■ PROMPT ■
An exact copy of the records below is required, and it must contain no pictures.

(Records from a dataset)
• • •
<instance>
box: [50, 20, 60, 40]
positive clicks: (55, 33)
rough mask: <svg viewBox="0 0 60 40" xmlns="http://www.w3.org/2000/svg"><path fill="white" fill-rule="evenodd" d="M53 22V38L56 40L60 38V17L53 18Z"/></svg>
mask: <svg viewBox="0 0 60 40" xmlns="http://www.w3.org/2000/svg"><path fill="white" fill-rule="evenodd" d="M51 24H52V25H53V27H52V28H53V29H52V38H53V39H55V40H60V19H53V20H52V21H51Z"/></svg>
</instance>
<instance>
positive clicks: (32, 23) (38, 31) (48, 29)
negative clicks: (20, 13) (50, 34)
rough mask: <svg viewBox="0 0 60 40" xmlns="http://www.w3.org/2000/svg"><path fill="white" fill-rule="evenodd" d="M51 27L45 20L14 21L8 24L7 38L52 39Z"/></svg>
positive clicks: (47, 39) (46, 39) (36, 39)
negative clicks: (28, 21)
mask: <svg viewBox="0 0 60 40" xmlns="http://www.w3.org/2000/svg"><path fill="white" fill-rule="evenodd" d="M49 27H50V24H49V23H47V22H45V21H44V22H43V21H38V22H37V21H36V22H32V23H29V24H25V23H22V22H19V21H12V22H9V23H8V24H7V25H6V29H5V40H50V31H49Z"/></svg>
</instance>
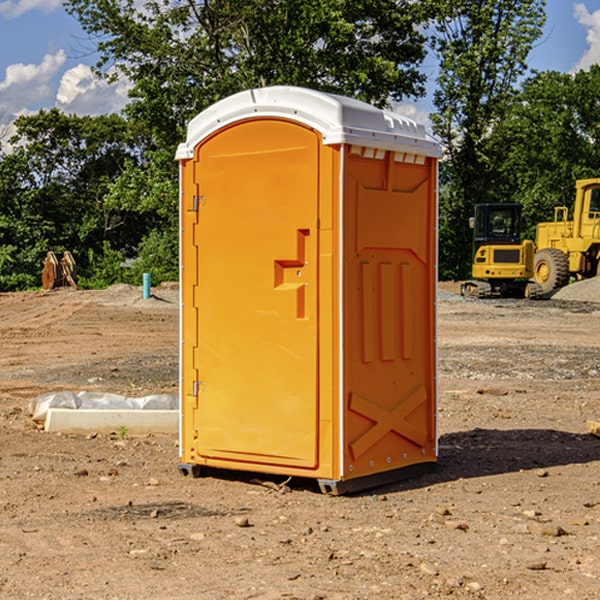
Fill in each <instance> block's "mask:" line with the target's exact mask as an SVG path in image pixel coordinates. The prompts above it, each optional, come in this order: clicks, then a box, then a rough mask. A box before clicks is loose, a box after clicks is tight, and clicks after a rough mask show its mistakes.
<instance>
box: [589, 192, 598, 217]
mask: <svg viewBox="0 0 600 600" xmlns="http://www.w3.org/2000/svg"><path fill="white" fill-rule="evenodd" d="M589 213H590V214H589V216H588V218H590V219H600V188H592V190H590V208H589Z"/></svg>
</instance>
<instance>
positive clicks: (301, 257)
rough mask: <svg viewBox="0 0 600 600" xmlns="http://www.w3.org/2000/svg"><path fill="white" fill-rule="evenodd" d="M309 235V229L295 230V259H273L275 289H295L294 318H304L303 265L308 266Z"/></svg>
mask: <svg viewBox="0 0 600 600" xmlns="http://www.w3.org/2000/svg"><path fill="white" fill-rule="evenodd" d="M309 235H310V230H309V229H298V230H297V250H296V258H295V259H284V260H275V277H274V279H275V284H274V287H275V290H278V291H282V290H295V291H296V318H298V319H305V318H306V287H307V286H308V282H307V281H305V274H304V267H306V266H308V261H307V260H306V238H307V237H308V236H309Z"/></svg>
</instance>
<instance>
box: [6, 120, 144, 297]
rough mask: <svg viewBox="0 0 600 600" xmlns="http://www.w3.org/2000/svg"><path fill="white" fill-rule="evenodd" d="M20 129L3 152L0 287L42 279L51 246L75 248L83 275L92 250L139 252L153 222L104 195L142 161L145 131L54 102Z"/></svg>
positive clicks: (75, 256)
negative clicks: (88, 116) (113, 201)
mask: <svg viewBox="0 0 600 600" xmlns="http://www.w3.org/2000/svg"><path fill="white" fill-rule="evenodd" d="M16 128H17V134H16V135H15V136H14V137H13V139H12V140H11V143H12V144H14V145H15V149H14V150H13V152H11V153H10V154H6V155H4V156H2V157H1V159H0V202H1V206H2V211H1V213H0V247H2V253H1V257H2V258H1V259H0V261H1V262H0V289H5V290H7V289H16V288H18V289H22V288H25V287H32V286H36V285H39V283H40V273H41V261H42V259H43V258H44V256H45V254H46V252H47V251H48V250H53V251H54V252H56V253H61V252H63V251H64V250H70V251H71V252H72V253H73V254H74V255H75V257H76V261H77V263H78V269H79V271H80V272H81V273H82V275H83V278H84V279H85V277H86V275H87V274H88V273H89V271H90V269H91V268H92V263H91V262H90V261H89V257H90V256H91V255H94V256H97V255H98V254H102V253H103V252H104V249H105V248H112V249H113V250H114V251H116V252H118V253H119V254H120V255H122V257H121V260H122V258H123V257H124V256H127V255H128V254H131V253H135V252H136V248H137V246H138V245H139V243H140V242H141V240H142V239H143V238H144V235H145V234H146V233H147V231H148V230H149V228H150V227H151V225H152V223H151V222H149V220H148V219H140V218H139V217H138V216H137V214H133V215H132V212H131V211H128V210H127V207H119V206H114V205H111V204H110V203H108V202H106V201H105V196H106V195H107V193H108V191H109V190H110V189H111V185H112V183H113V182H114V181H115V180H116V179H117V178H118V177H119V175H120V174H121V173H122V172H123V170H124V168H125V165H126V164H129V163H131V162H139V161H140V160H141V149H142V147H143V143H144V138H143V137H142V136H140V135H137V134H136V133H135V132H134V131H133V130H132V128H131V126H130V125H129V124H128V123H127V122H126V121H125V120H124V119H123V118H122V117H119V116H117V115H109V116H100V117H76V116H67V115H65V114H63V113H61V112H60V111H59V110H57V109H52V110H50V111H40V112H39V113H37V114H35V115H31V116H27V117H20V118H19V119H17V121H16ZM133 217H137V218H135V219H134V218H133ZM90 252H91V253H92V254H90Z"/></svg>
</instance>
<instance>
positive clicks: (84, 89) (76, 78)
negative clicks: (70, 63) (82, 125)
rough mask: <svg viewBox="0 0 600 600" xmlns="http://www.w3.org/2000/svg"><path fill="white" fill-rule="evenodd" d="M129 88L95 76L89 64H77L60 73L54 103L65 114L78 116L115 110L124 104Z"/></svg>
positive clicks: (94, 113) (98, 113)
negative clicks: (59, 80) (54, 101)
mask: <svg viewBox="0 0 600 600" xmlns="http://www.w3.org/2000/svg"><path fill="white" fill-rule="evenodd" d="M129 88H130V86H129V84H128V83H127V82H126V81H123V80H121V81H118V82H116V83H113V84H109V83H107V82H106V81H104V80H102V79H100V78H99V77H96V76H95V75H94V73H93V72H92V70H91V69H90V67H88V66H86V65H81V64H80V65H77V66H76V67H73V68H72V69H69V70H68V71H65V73H64V74H63V76H62V78H61V80H60V85H59V88H58V93H57V94H56V106H57V107H58V108H60V109H61V110H62V111H63V112H65V113H68V114H73V113H74V114H78V115H101V114H108V113H113V112H119V111H120V110H121V109H122V108H123V107H124V106H125V104H127V100H128V98H127V92H128V90H129Z"/></svg>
• • •
■ RESPONSE TO THIS EXERCISE ■
<instance>
box: [50, 20, 60, 40]
positive clicks: (55, 33)
rough mask: <svg viewBox="0 0 60 40" xmlns="http://www.w3.org/2000/svg"><path fill="white" fill-rule="evenodd" d="M53 22V38L56 40L60 38V17L53 18Z"/></svg>
mask: <svg viewBox="0 0 60 40" xmlns="http://www.w3.org/2000/svg"><path fill="white" fill-rule="evenodd" d="M51 24H52V25H53V27H52V28H53V29H52V38H53V39H55V40H60V19H53V20H52V21H51Z"/></svg>
</instance>
<instance>
positive clicks: (32, 23) (38, 31) (48, 29)
negative clicks: (20, 13) (50, 34)
rough mask: <svg viewBox="0 0 60 40" xmlns="http://www.w3.org/2000/svg"><path fill="white" fill-rule="evenodd" d="M51 27L45 20L14 21L8 24L7 38L52 39Z"/></svg>
positive clicks: (47, 39) (46, 39) (36, 39)
negative clicks: (28, 21)
mask: <svg viewBox="0 0 60 40" xmlns="http://www.w3.org/2000/svg"><path fill="white" fill-rule="evenodd" d="M49 27H50V24H49V23H47V22H45V21H44V22H43V21H38V22H37V21H36V22H32V23H29V24H25V23H22V22H19V21H12V22H9V23H8V24H7V25H6V29H5V40H50V31H49Z"/></svg>
</instance>
Fill in each <instance> block's "mask:" line with the target's exact mask as an SVG path in image pixel coordinates. The prompts above it, each optional, come in this order: clicks, then a box, then a rough mask. A box before clicks is loose, a box after clicks is tight, and clicks after a rough mask show its mistakes.
<instance>
box: [589, 192, 598, 217]
mask: <svg viewBox="0 0 600 600" xmlns="http://www.w3.org/2000/svg"><path fill="white" fill-rule="evenodd" d="M589 213H590V214H589V216H588V218H590V219H600V188H592V190H590V208H589Z"/></svg>
</instance>
<instance>
positive clicks: (301, 257)
rough mask: <svg viewBox="0 0 600 600" xmlns="http://www.w3.org/2000/svg"><path fill="white" fill-rule="evenodd" d="M309 235V229L295 230V259H273L275 289H295L294 318H304L303 265L308 266Z"/></svg>
mask: <svg viewBox="0 0 600 600" xmlns="http://www.w3.org/2000/svg"><path fill="white" fill-rule="evenodd" d="M309 235H310V230H309V229H298V230H297V250H296V258H295V259H284V260H275V277H274V279H275V284H274V287H275V290H278V291H282V290H295V291H296V318H298V319H305V318H306V287H307V286H308V282H307V281H305V274H304V267H306V266H308V261H307V260H306V238H307V237H308V236H309Z"/></svg>
</instance>
<instance>
box: [6, 120, 144, 297]
rough mask: <svg viewBox="0 0 600 600" xmlns="http://www.w3.org/2000/svg"><path fill="white" fill-rule="evenodd" d="M20 129L3 152L0 287L42 279L51 246L75 248L83 275L92 250L139 252L153 222L104 195L142 161L145 131L54 102Z"/></svg>
positive clicks: (75, 256)
negative clicks: (88, 116) (113, 201)
mask: <svg viewBox="0 0 600 600" xmlns="http://www.w3.org/2000/svg"><path fill="white" fill-rule="evenodd" d="M16 128H17V134H16V135H15V136H14V137H13V139H12V140H11V143H12V144H14V145H15V149H14V150H13V152H11V153H10V154H6V155H4V156H2V157H1V159H0V202H1V206H2V211H1V213H0V247H2V253H1V257H2V258H1V259H0V261H1V262H0V289H5V290H7V289H16V288H18V289H22V288H25V287H32V286H36V285H39V283H40V273H41V261H42V259H43V258H44V256H45V254H46V252H47V251H48V250H53V251H54V252H56V253H61V252H63V251H64V250H70V251H71V252H72V253H73V254H74V255H75V257H76V261H77V263H78V269H79V271H80V272H81V273H82V275H83V278H84V279H85V277H86V275H87V274H88V273H89V271H90V269H91V268H92V263H91V262H90V261H89V257H90V256H91V255H94V256H97V255H98V254H102V253H103V252H104V249H105V248H112V249H113V250H114V251H116V252H118V253H119V254H120V255H122V257H121V260H122V258H123V257H124V256H127V255H128V254H131V253H135V252H136V248H137V246H138V245H139V243H140V242H141V240H142V239H143V238H144V235H145V234H146V233H147V231H148V230H149V228H150V227H151V225H152V223H151V222H149V220H148V219H140V218H139V217H138V216H137V214H133V215H132V212H131V211H128V210H127V207H119V206H114V205H111V204H110V203H108V202H106V201H105V196H106V195H107V193H108V191H109V190H110V189H111V185H112V183H113V182H114V181H115V180H116V179H117V178H118V177H119V175H120V174H121V173H122V172H123V170H124V168H125V165H126V164H129V163H131V162H139V161H140V160H141V149H142V147H143V143H144V138H143V137H142V136H140V135H137V134H136V133H135V132H134V131H133V130H132V128H131V126H130V125H129V124H128V123H127V122H126V121H125V120H124V119H123V118H122V117H119V116H117V115H109V116H100V117H76V116H67V115H65V114H63V113H61V112H60V111H59V110H57V109H52V110H50V111H40V112H39V113H37V114H35V115H31V116H27V117H20V118H19V119H17V121H16ZM133 217H137V218H135V219H134V218H133ZM90 252H91V253H92V254H90Z"/></svg>
</instance>
<instance>
positive clicks: (84, 89) (76, 78)
negative clicks: (70, 63) (82, 125)
rough mask: <svg viewBox="0 0 600 600" xmlns="http://www.w3.org/2000/svg"><path fill="white" fill-rule="evenodd" d="M129 88L95 76L89 64H77L60 73L54 103L65 114L78 116L115 110L124 104Z"/></svg>
positive clicks: (94, 113) (98, 113)
negative clicks: (59, 80) (54, 101)
mask: <svg viewBox="0 0 600 600" xmlns="http://www.w3.org/2000/svg"><path fill="white" fill-rule="evenodd" d="M129 88H130V86H129V84H128V83H127V82H126V81H123V80H121V81H118V82H116V83H113V84H109V83H107V82H106V81H104V80H102V79H100V78H99V77H96V76H95V75H94V73H93V72H92V70H91V69H90V67H88V66H86V65H81V64H80V65H77V66H76V67H73V68H72V69H69V70H68V71H65V73H64V74H63V76H62V78H61V80H60V85H59V88H58V93H57V94H56V106H57V107H58V108H60V109H61V110H62V111H63V112H65V113H68V114H73V113H74V114H78V115H101V114H108V113H113V112H119V111H120V110H121V109H122V108H123V107H124V106H125V104H127V100H128V98H127V92H128V90H129Z"/></svg>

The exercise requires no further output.